◆ Assignment ◆
Your answer must be every record below, written out exactly as it appears.
START Input
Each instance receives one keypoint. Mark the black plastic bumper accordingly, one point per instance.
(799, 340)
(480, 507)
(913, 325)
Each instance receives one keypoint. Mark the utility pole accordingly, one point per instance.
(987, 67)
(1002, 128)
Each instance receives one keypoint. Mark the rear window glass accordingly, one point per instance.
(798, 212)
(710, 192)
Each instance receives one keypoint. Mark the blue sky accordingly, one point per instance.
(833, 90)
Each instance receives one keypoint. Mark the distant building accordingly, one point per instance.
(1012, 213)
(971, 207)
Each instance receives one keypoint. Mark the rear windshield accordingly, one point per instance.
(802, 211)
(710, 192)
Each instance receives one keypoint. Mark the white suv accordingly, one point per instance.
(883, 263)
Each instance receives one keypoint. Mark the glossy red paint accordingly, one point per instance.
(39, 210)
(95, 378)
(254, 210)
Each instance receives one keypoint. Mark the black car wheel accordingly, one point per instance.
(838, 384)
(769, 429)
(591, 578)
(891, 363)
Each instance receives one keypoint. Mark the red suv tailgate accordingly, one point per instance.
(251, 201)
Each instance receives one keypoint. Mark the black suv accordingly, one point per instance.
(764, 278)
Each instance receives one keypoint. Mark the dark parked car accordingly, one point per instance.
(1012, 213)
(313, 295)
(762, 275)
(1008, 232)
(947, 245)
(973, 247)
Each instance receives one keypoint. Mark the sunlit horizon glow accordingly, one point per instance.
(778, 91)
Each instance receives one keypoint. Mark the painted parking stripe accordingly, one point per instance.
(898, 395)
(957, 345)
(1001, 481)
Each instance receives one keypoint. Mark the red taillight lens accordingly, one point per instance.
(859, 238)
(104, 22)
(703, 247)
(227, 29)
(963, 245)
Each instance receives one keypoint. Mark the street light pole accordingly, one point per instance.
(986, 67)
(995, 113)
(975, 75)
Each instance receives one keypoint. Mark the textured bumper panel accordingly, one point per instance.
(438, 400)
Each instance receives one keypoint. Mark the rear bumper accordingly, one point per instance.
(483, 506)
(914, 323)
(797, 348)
END Input
◆ Exercise answer ◆
Each instance receives one keypoint. Mark the black plastic bumper accordingly, one point per instance.
(799, 340)
(480, 507)
(913, 325)
Each instance receives one keypoint. Mark the utility pole accordingly, one point per instance.
(987, 67)
(1002, 128)
Each instance receives one keypoint. Mark the rear window glass accordingly, one point per instance.
(798, 212)
(710, 192)
Each instance receives one keypoint. Mark the blue sky accordingly, one point per instance.
(833, 90)
Each instance receives one keypoint. Mark the distant building accordingly, one point per instance.
(1012, 213)
(971, 207)
Each instance receives one keypoint. Mark the rear windshield accordingly, one point per instance.
(802, 211)
(710, 192)
Each instance receives one keypoint. Mark the white suv accordingly, one point per instance.
(883, 263)
Each instance receives one keypoint. Mark the glossy red paint accordingly, one point per instance.
(39, 210)
(95, 378)
(254, 210)
Each instance receives one keypoint. Mark the black car wheel accordingly, one point per instance.
(838, 384)
(769, 429)
(591, 578)
(891, 363)
Each instance receives one keypoint. Mark the red suv tailgate accordingly, one point per instance.
(251, 201)
Each instance receives one keypoint. Mark the black suv accordingly, one point per instance.
(764, 278)
Each instance receives one keypoint. Mark the dark parked car accordingly, one point per instance.
(1012, 213)
(313, 295)
(762, 275)
(1008, 232)
(947, 245)
(973, 247)
Each instance receives one keypoint. Mark the sunlit horizon glow accordingly, one point per instance.
(778, 91)
Each instance receives one keypoint. Mark the painted parking stripe accordingly, one point per instance.
(898, 395)
(957, 345)
(1001, 481)
Each instance receives one keypoint. Mark the red taillight lens accordingly, one point per instance.
(859, 238)
(104, 22)
(703, 247)
(227, 29)
(963, 245)
Each instance receives one keypoint. Mark the street light pole accordingly, one point per instance.
(986, 67)
(995, 113)
(975, 75)
Each instance receives one keypoint. Mark the textured bumper panel accordingly, one point per instance.
(438, 400)
Each instance receives one keypoint. Mark the rear bumper accordingly, one point per instance.
(483, 506)
(914, 323)
(797, 348)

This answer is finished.